# DIRECTIONS:
Reproduce every one of the entries below word for word, keeping each line as it stands.

☆ ☆ ☆ ☆ ☆ ☆ ☆

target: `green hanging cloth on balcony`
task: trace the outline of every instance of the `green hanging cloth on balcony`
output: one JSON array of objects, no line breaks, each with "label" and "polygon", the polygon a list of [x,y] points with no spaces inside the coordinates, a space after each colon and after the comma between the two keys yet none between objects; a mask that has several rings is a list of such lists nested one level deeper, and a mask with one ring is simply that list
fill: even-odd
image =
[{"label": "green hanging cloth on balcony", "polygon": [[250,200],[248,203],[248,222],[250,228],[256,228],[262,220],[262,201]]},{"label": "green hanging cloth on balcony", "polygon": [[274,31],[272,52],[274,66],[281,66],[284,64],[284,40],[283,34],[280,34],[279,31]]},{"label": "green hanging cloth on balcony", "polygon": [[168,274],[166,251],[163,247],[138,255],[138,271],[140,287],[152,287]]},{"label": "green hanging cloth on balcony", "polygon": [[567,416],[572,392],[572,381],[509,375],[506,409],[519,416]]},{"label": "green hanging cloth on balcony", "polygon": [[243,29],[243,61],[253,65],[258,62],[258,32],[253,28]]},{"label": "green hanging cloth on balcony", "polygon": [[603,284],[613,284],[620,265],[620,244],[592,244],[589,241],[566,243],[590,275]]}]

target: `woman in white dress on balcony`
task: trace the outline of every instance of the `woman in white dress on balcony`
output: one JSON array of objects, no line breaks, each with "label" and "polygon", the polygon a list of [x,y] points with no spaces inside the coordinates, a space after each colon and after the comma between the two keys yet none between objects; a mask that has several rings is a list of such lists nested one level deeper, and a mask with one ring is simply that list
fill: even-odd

☆ ☆ ☆ ☆ ☆ ☆ ☆

# OUTPUT OF THE TASK:
target: `green hanging cloth on balcony`
task: trace the outline of every instance of the `green hanging cloth on balcony`
output: one JSON array of objects, no line breaks, each with "label" and "polygon", the polygon a list of [x,y] points with no spaces inside the coordinates, a space after each colon and after the comma between the two keys yet none between objects; a mask that has several rings is a list of such lists nested one level deeper, and a mask with one ring is simply that list
fill: even-odd
image =
[{"label": "green hanging cloth on balcony", "polygon": [[250,200],[248,203],[248,222],[250,228],[256,228],[262,220],[262,201]]},{"label": "green hanging cloth on balcony", "polygon": [[274,31],[272,52],[274,66],[281,66],[284,64],[284,40],[283,34],[280,34],[279,31]]},{"label": "green hanging cloth on balcony", "polygon": [[168,274],[166,251],[163,247],[138,255],[138,271],[140,287],[152,287]]},{"label": "green hanging cloth on balcony", "polygon": [[567,416],[572,392],[572,381],[509,375],[506,409],[519,416]]},{"label": "green hanging cloth on balcony", "polygon": [[243,29],[243,61],[253,65],[258,62],[258,32],[253,28]]},{"label": "green hanging cloth on balcony", "polygon": [[603,284],[613,284],[620,265],[620,244],[592,244],[589,241],[566,243],[590,275]]}]

target: `woman in white dress on balcony`
task: trace the outline of every instance of the `woman in white dress on balcony`
output: one JSON array of objects, no line breaks, each with "label" and "polygon", the polygon a list of [x,y] points with no spaces inside the coordinates, a space after each colon and after the comma between the two keys yet none between objects; a mask that has several rings is a list of such lists nested one level deeper, and a mask with one ring is simply that list
fill: even-odd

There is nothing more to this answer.